┌─ Given entries

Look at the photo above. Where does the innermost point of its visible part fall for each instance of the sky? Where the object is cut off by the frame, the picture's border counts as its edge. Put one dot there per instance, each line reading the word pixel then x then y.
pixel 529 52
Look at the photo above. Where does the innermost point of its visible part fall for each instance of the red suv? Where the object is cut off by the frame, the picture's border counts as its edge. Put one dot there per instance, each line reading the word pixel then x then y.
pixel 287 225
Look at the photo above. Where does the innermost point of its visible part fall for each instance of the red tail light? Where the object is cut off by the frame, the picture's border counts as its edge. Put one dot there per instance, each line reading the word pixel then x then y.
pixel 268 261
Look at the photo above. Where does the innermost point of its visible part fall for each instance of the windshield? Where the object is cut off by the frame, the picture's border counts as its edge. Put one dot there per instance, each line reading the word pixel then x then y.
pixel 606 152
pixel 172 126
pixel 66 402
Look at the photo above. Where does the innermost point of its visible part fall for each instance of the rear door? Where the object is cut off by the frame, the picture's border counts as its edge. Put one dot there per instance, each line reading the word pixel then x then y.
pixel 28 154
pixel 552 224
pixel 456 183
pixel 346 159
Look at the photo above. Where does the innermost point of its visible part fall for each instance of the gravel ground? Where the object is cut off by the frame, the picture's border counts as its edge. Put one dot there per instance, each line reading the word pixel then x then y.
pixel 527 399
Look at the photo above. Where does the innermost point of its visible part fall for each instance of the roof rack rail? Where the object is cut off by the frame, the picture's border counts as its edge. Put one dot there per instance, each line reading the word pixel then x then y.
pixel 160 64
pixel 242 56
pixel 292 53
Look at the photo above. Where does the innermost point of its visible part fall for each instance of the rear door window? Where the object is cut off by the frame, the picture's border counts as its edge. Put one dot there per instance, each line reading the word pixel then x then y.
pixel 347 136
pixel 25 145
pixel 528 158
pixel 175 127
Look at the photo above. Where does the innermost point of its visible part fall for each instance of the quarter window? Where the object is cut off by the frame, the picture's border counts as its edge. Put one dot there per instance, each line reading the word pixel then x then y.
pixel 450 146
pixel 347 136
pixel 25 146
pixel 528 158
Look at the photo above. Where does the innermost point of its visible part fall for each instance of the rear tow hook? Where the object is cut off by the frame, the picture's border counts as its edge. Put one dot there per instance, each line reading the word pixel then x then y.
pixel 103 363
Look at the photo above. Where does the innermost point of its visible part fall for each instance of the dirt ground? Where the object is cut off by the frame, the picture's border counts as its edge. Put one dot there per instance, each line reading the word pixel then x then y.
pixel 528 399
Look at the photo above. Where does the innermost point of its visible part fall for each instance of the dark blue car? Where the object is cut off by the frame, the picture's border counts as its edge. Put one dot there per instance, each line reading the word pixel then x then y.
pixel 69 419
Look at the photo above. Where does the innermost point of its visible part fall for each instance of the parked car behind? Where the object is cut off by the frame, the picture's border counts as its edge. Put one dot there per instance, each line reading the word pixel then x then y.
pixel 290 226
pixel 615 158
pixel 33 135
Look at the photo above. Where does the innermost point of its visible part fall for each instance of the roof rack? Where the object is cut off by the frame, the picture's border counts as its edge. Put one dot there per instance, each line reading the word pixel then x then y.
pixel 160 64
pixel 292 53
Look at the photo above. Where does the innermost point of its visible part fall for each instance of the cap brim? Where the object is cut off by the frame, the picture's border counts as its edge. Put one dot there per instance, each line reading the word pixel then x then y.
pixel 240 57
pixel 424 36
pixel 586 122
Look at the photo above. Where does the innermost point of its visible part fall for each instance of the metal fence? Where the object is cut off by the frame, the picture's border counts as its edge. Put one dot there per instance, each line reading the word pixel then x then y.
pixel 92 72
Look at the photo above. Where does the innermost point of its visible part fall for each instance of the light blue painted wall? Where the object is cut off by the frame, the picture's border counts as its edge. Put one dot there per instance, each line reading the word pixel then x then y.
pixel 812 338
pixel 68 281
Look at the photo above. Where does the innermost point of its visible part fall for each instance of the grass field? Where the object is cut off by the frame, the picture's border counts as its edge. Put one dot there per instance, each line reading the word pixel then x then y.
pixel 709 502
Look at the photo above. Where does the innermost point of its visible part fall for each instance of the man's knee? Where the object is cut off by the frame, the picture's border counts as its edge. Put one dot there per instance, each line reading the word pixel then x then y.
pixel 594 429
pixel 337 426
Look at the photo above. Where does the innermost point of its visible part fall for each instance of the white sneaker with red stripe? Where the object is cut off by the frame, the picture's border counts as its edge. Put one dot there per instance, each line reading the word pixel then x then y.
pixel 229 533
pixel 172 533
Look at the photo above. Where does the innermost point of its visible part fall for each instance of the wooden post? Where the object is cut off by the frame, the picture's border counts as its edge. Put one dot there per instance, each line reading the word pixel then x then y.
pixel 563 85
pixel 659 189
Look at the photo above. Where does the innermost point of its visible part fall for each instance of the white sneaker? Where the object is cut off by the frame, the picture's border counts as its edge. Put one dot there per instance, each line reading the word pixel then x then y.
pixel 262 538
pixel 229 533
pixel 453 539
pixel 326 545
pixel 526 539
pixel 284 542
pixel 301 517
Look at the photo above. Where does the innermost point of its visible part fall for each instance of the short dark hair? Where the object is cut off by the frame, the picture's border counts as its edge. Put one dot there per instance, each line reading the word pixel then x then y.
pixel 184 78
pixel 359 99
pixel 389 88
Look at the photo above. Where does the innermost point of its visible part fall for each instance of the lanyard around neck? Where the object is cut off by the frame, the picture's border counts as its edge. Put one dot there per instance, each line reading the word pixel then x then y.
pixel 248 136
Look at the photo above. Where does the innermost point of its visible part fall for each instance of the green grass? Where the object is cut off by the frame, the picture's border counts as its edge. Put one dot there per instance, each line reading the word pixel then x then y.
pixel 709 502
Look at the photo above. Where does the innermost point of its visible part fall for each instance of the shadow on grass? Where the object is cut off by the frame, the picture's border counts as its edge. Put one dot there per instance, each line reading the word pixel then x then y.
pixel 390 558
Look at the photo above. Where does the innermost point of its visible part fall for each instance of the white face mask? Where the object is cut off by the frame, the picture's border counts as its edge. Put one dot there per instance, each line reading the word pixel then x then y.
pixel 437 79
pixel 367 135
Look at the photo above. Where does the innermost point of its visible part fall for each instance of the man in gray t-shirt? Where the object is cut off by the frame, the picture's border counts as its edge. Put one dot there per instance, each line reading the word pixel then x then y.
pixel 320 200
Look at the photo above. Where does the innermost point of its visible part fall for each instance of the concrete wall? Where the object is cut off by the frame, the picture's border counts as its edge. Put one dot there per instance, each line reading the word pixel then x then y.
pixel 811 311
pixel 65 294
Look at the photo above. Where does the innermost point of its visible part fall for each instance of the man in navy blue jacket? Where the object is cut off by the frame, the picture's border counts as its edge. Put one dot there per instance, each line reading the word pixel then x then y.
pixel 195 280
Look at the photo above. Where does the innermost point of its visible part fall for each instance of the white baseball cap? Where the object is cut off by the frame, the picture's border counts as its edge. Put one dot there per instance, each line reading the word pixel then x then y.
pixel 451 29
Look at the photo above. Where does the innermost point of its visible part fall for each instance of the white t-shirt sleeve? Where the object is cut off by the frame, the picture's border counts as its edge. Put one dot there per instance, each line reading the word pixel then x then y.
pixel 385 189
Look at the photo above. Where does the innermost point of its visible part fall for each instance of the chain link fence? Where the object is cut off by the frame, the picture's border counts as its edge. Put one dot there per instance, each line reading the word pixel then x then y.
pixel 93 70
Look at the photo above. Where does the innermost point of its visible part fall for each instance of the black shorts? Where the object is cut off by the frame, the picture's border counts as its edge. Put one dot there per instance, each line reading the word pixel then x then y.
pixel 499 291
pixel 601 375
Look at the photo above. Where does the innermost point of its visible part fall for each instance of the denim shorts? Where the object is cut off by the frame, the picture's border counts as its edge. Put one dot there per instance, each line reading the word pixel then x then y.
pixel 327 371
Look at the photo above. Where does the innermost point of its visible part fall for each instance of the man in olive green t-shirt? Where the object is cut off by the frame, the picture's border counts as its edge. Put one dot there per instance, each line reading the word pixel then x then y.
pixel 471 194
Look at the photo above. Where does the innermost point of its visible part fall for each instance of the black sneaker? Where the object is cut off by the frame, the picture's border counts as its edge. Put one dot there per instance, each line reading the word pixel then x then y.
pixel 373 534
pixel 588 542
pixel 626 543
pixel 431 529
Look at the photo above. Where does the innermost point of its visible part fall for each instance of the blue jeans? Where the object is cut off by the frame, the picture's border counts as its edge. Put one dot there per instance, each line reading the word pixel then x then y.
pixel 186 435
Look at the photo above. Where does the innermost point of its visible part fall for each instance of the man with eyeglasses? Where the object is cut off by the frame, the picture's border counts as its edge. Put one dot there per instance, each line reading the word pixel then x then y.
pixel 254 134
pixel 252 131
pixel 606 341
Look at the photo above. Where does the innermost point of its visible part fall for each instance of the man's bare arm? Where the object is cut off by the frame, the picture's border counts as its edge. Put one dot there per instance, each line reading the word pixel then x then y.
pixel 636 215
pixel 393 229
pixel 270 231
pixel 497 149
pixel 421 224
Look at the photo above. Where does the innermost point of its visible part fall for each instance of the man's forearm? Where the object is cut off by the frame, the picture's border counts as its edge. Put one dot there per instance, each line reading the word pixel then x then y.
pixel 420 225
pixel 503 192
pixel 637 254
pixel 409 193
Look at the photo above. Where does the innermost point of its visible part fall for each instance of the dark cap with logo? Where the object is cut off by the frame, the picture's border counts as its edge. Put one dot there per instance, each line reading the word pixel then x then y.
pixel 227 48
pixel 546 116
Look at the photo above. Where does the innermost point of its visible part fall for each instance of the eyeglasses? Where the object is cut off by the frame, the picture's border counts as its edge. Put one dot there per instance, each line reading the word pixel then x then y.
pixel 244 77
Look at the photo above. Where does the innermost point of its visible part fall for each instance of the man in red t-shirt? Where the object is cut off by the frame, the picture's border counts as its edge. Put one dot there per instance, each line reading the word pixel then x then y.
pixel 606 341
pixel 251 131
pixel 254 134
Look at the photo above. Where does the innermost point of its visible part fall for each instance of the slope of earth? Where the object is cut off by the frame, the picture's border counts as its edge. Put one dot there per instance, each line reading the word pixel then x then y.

└─

## Exercise details
The line containing "in red t-shirt?" opens the range, and the last line of the entries closes it; copy that range exactly.

## Task output
Look at the photo above. Where does the innermost point of its visible part fall for each instance of the man in red t-shirt? Where the object is cut off by the frame, the picture's border counts as its edge. Put one dot there per instance, each line reading the word pixel then x then y.
pixel 606 341
pixel 251 131
pixel 254 134
Look at the photo above. Where does the innermost point of its visible part fall for each instance of the slope of earth? Where the object is cut off by the frame, the picture's border counts as its edge. Put one dot there per instance, each line reading the word pixel then x then y.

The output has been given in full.